Yo me apunto tambien :P 

Haber que tal se da  :Wink1:

----------


## juanvivo

apuntarme!

----------


## Triple H

Me siento orgulloso de haber revivido en vosotros esta aficción, sólo gracias a mi absurdo post  :D .

Me apuntaría pero por estas fechas prefiero ir asegurándome una buena nota en Bachillerato y dedicarle más horas a los vectores...

PD: Podríamos organizar torneos de muchas otras cosas, Mus, Poker...
Lo malo es que aquí no se puede manipular las cartas malévolamente...

Suerte a todos lso participantes :!:

----------


## Mistico

Pues sí Triple H, yo por lo menos te lo agradezco, porque lo tenía un poquitín olvidado y ahora me he puesto incluso a estudiar un poco y dedicarle un tiempo al día.

Lo dicho, gracias.

----------


## Gonzalo Orellana

Como se suele decir, hago mías las palabras de Místico.

Gracias.

Respecto al torneo, se hará el sábado que viene, mejor a través del Buho. Entrais en esta página y os registrais en el cuadrado rojo que pone "Login"

+ + + + + + +

**Tareas pendientes**.
**A.** Según el hilo del foro, ¿qué día se hará el torneo?
**B.** Devuelve de forma literal el fragmento del hilo del foro que se abre con las palabras que contienen "## juanvivo" y se cierra con "a los vectores...".
El listado no tiene relación con el hilo del foro.

+ + + + + + +

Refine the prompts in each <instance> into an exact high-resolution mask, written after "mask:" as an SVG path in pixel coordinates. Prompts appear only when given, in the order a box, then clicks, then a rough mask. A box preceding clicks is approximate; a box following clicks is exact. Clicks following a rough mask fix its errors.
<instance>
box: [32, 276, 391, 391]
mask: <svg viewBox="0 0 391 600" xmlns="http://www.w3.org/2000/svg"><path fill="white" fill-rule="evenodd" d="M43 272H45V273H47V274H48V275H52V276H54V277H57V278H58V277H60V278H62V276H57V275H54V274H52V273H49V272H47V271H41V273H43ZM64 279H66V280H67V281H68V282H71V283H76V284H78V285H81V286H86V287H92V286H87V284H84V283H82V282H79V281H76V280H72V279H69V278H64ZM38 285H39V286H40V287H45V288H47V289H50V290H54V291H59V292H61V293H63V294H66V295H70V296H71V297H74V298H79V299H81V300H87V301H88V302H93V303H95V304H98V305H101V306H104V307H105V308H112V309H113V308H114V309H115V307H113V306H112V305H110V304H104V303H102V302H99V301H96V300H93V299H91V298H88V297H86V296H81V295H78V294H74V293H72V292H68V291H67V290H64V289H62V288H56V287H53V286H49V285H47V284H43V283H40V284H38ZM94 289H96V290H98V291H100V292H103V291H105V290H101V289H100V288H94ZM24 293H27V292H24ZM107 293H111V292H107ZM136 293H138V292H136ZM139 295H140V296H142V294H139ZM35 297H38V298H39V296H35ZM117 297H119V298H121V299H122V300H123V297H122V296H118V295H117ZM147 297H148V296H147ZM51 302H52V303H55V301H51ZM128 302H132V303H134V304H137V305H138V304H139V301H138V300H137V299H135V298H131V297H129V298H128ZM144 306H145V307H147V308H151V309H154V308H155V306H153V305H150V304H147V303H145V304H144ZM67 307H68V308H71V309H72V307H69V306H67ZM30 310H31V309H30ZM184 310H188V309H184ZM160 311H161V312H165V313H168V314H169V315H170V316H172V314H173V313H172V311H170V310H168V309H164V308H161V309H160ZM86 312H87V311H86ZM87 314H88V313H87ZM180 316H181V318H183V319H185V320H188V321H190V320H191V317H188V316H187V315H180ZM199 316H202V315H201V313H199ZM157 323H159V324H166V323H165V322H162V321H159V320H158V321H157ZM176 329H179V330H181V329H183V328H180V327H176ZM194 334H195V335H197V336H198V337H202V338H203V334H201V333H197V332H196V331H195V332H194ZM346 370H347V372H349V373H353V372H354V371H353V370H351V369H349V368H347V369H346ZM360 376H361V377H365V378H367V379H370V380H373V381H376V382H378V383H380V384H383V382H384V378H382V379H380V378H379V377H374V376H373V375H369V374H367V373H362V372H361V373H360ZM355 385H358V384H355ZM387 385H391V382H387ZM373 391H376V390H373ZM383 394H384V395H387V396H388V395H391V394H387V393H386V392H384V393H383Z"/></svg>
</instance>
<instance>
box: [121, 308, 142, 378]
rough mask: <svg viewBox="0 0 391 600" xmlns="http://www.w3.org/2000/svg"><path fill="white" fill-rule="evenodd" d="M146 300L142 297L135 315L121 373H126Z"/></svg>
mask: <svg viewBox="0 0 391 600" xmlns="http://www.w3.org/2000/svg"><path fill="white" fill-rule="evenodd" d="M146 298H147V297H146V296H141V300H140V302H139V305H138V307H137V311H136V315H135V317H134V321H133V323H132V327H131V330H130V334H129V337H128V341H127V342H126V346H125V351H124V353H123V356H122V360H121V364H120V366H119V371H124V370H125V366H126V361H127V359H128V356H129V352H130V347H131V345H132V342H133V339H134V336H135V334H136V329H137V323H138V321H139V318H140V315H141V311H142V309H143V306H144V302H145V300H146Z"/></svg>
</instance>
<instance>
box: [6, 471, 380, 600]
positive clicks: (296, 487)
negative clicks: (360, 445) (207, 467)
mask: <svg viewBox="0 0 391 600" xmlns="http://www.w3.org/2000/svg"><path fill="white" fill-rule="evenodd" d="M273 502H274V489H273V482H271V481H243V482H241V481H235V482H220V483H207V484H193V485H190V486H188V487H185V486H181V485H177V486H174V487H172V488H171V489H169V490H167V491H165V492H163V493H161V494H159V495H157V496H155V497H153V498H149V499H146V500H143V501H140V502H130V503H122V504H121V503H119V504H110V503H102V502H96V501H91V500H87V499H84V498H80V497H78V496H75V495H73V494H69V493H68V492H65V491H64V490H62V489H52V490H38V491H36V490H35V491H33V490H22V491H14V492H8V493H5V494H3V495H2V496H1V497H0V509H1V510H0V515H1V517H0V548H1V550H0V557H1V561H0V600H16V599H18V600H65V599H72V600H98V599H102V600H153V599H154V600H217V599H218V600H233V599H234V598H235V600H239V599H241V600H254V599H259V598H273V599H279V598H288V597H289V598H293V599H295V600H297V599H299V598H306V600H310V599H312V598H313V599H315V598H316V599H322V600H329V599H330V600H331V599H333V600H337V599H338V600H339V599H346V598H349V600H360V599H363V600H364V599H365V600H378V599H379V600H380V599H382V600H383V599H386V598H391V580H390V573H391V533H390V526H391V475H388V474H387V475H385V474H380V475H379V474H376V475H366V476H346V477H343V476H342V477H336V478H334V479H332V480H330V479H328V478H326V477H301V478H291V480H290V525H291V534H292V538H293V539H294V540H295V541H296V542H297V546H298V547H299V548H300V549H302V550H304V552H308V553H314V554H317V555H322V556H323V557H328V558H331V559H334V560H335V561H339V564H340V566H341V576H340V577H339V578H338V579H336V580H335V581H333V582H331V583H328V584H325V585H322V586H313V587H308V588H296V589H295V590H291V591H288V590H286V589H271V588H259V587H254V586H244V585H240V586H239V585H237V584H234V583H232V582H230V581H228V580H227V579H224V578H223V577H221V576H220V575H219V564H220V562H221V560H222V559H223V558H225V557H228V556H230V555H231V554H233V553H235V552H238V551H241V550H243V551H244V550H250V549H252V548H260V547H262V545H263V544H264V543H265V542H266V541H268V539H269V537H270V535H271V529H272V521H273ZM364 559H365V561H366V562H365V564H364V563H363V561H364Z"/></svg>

+ + + + + + +

**Soluciones del ejercicio**.
**A.** El sábado que viene.

**B.**
## juanvivo

apuntarme!

----------


## Triple H

Me siento orgulloso de haber revivido en vosotros esta aficción, sólo gracias a mi absurdo post  :D .

Me apuntaría pero por estas fechas prefiero ir asegurándome una buena nota en Bachillerato y dedicarle más horas a los vectores...